Exercise input
**********

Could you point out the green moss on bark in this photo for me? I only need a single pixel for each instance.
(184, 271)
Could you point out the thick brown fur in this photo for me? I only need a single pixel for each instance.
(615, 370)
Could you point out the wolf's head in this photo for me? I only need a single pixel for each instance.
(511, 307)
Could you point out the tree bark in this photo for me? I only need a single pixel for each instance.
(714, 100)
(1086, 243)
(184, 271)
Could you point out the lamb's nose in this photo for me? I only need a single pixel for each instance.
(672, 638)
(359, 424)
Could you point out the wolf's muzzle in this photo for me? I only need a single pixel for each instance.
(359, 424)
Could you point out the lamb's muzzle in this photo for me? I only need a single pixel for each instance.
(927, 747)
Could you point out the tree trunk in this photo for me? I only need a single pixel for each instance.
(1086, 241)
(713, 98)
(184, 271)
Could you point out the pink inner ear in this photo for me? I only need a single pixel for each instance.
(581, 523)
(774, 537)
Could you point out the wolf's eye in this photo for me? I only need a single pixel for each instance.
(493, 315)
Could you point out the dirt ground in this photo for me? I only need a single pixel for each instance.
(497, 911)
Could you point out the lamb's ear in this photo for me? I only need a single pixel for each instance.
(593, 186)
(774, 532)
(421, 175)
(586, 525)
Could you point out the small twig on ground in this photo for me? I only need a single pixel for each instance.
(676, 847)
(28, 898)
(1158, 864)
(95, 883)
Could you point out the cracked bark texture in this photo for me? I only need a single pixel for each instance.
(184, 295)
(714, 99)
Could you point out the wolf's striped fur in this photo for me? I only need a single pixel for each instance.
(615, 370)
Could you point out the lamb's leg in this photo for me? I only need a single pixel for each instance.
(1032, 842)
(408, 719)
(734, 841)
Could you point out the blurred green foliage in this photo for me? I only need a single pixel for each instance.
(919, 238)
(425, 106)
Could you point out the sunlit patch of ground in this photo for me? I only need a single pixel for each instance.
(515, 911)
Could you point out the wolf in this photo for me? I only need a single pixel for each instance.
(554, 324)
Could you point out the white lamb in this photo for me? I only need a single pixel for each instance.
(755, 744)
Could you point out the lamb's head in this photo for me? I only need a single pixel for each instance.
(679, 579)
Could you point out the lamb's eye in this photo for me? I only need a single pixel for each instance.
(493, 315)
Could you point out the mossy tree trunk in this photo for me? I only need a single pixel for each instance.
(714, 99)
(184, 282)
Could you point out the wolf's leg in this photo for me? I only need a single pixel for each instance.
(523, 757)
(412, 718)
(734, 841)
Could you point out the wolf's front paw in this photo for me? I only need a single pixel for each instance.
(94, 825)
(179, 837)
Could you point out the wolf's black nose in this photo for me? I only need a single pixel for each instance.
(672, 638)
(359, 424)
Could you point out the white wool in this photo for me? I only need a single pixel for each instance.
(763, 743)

**********

Your goal
Please repeat each entry exactly as written.

Result of the task
Could you point out the green moss on bark in this photo for me? I only need a single pixel for each instance.
(184, 271)
Could you point out the thick brown fur in this photo for me? I only need a single pixel for each instance.
(615, 370)
Could you point out the wolf's head in this photo for me? I only need a single pixel for each instance.
(511, 307)
Could you point out the tree bark in this photo for me? I only need a single pixel for each instance.
(714, 100)
(1086, 243)
(184, 271)
Could you point out the lamb's nose in this photo for me? I only need a single pixel for each instance.
(672, 638)
(359, 424)
Could you point out the wolf's muzzle in this photo for me? I only need a single pixel for each instance.
(359, 424)
Could you point out the lamb's muzzle in this photo for me? I only need a single pixel for each instance.
(927, 747)
Could you point out the tree trunk in this photo for me? I only need a single pixel for each instance.
(1086, 241)
(713, 98)
(184, 271)
Could you point out the pink inner ear in this photo for me? I only need a single pixel for each instance.
(581, 523)
(774, 537)
Could you point out the wolf's eye in this photo for me? I only need a single pixel for each instance.
(493, 315)
Could you point out the dirt ground in this photo for me? I only need a single pixel for each instance.
(497, 911)
Could you point out the lamb's ear in this photo for me? I only need a single pixel for each instance.
(593, 186)
(774, 532)
(421, 175)
(586, 525)
Could you point out the small twig on ground in this photo for me? I only need a single pixel for each instance.
(676, 847)
(28, 898)
(1158, 864)
(95, 883)
Could you point out the cracked bark texture in this photo for me? I only need a single pixel for each instance.
(184, 295)
(714, 99)
Could you point out the wolf's striped fur in this photo for me? I only need a single pixel for each instance.
(615, 370)
Could you point out the lamb's leg in this photo for me? I only need a single pixel for each instance.
(1032, 842)
(408, 719)
(734, 841)
Could you point out the blurred green foliage in this photo for me? I only need a single pixel for each instance.
(919, 238)
(425, 106)
Could you point out the sunlit patch of ground in this photo for me? I only need a single pixel for each instance.
(515, 911)
Could you point out the wolf in this photo for me? I only need a single pixel for each instance.
(554, 324)
Could you point out the white lamb in this photo for me? I only need a single pixel for each instance.
(755, 744)
Could you point out the lamb's head in this photo for me? I only need a single pixel for each instance.
(679, 579)
Could you point out the lamb's eye in this photo for me? I only need a single pixel for each instance.
(493, 315)
Could you point out the mossy tree trunk in this photo for me? I only need a single pixel for each instance.
(714, 99)
(184, 282)
Could you point out the wolf's leg in this photo for me? I only need a single pixel for each instance.
(523, 757)
(412, 718)
(734, 841)
Could you point out the wolf's front paw in this photo for me? I only need a single pixel for each instance.
(94, 825)
(179, 837)
Could you point out the wolf's black nose in this photo for me? I only need a single pixel for each instance.
(672, 638)
(359, 424)
Could you point out the white wool in this photo for me? I only need a single pixel for each instance.
(763, 743)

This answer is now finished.